Description of the task
Every word in the data below belongs in your copy, exactly as given; the pictures do not.

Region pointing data
[Start of section]

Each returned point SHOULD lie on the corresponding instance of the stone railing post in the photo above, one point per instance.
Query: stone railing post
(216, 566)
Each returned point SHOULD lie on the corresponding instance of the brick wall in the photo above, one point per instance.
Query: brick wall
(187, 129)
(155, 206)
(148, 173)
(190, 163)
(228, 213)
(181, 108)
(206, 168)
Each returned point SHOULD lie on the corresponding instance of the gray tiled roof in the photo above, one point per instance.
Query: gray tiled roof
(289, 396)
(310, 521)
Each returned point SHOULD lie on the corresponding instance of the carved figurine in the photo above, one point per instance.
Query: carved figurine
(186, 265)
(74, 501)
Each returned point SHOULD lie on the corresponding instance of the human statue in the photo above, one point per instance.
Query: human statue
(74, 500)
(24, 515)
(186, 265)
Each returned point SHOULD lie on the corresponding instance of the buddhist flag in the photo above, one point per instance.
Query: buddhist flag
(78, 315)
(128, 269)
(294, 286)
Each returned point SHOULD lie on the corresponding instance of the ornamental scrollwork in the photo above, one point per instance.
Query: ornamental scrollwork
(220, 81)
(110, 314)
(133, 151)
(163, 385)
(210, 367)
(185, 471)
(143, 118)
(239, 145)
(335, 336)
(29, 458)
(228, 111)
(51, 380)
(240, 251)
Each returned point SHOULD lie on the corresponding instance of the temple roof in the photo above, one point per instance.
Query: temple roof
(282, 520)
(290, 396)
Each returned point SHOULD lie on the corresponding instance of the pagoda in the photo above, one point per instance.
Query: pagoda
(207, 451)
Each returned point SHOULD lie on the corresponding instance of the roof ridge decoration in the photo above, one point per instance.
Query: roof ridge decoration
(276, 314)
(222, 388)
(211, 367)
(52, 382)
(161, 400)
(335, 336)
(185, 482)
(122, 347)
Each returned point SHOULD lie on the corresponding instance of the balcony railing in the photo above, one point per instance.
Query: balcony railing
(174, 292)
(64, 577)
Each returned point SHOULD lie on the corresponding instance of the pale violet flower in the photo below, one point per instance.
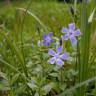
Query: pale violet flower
(58, 58)
(47, 39)
(71, 33)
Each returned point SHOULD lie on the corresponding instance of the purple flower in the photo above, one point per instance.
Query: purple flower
(71, 33)
(47, 39)
(57, 56)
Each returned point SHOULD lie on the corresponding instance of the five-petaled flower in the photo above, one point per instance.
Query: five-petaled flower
(47, 39)
(71, 33)
(58, 57)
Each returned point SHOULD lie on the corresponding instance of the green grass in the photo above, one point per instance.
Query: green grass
(24, 63)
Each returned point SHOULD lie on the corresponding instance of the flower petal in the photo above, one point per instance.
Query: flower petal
(65, 37)
(59, 50)
(64, 30)
(50, 34)
(44, 36)
(73, 40)
(72, 26)
(64, 56)
(52, 60)
(51, 52)
(77, 32)
(59, 62)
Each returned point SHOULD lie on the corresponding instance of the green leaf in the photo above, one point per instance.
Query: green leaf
(32, 85)
(47, 88)
(91, 15)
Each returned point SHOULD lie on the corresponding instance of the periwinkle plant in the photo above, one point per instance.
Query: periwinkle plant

[End of section]

The answer
Each returned point SHOULD lie on the corresponding instance of the stone railing post in the photo above, one point per instance.
Query: stone railing post
(216, 566)
Each returned point SHOULD lie on the corresponding instance of the brick wall in the photo above, one point per instance.
Query: brick wall
(187, 129)
(155, 206)
(148, 173)
(190, 163)
(228, 213)
(181, 108)
(206, 168)
Each returned point SHOULD lie on the corresponding instance of the gray tiled roof in the photo above, one point per instance.
Query: gray tiled roof
(289, 396)
(310, 521)
Each returned point SHOULD lie on the corresponding instance of the carved figurine in the photo above, one point per instance.
Query: carved figurine
(186, 265)
(74, 501)
Each returned point SHOULD lie on the corresponding instance of the human statue in the photo above, one point per instance.
Query: human statue
(74, 500)
(24, 515)
(186, 265)
Each returned point SHOULD lie on the corresponding instance of the buddhist flag in the photo above, one point per instance.
Query: buddhist flag
(78, 315)
(128, 269)
(294, 286)
Each returned point SHOULD lie on the corresponding instance of the ornamental scrollwork in the photo above, one point per instance.
Query: ornamental scrollwork
(220, 81)
(110, 314)
(133, 151)
(163, 385)
(210, 367)
(185, 471)
(143, 118)
(239, 145)
(335, 336)
(29, 458)
(228, 111)
(51, 380)
(240, 251)
Each returned point SHOULD lie on the corresponding instance of the temple roof in the photo above, one point per instance.
Query: temple roof
(282, 520)
(290, 396)
Each returned point SHOULD lie on the corresponding instance of the pagoda in the photo above, one point per instance.
Query: pagoda
(207, 451)
Each returned point SHOULD lie on the corresponding instance of the roof ridge decoration in the photo above, one point per instance.
Query: roof ridge decoration
(276, 314)
(222, 388)
(211, 367)
(52, 382)
(161, 400)
(335, 336)
(185, 482)
(122, 347)
Each returned point SHOULD lie on the corresponding instance of the balcony railing in the photo above, one point per instance.
Query: balcony railing
(174, 292)
(64, 577)
Each returned point SHOULD lie on the corresponding instance of the pale violet flower in the photo below, one point per instance.
Query: pale violet flower
(58, 58)
(47, 39)
(71, 33)
Each returned point SHOULD lie on the corresponding instance of the purple flower in the photo above, one point per instance.
Query: purple flower
(71, 33)
(47, 39)
(57, 56)
Each returned point SHOULD lie on the corresponding instance of the five-petaled flower in the photo above, one point per instance.
Query: five-petaled flower
(47, 39)
(71, 33)
(58, 57)
Each returned point SHOULD lie on the corresponding instance of the green grass in the photo above, one point per instance.
Query: green grass
(24, 63)
Each returned point SHOULD lie on the corresponding instance of the flower petal in the photo above, one point per instance.
Query: flower petal
(65, 37)
(59, 50)
(64, 30)
(50, 34)
(44, 36)
(73, 40)
(72, 26)
(64, 56)
(52, 60)
(51, 52)
(77, 32)
(59, 62)
Each returned point SHOULD lie on the corresponding instance of the green leaf in the photo above, one point per instance.
Query: green leaf
(32, 85)
(47, 88)
(91, 15)
Each returned point SHOULD lie on the corresponding instance of the periwinkle plant in the photo above, one point per instance.
Query: periwinkle plant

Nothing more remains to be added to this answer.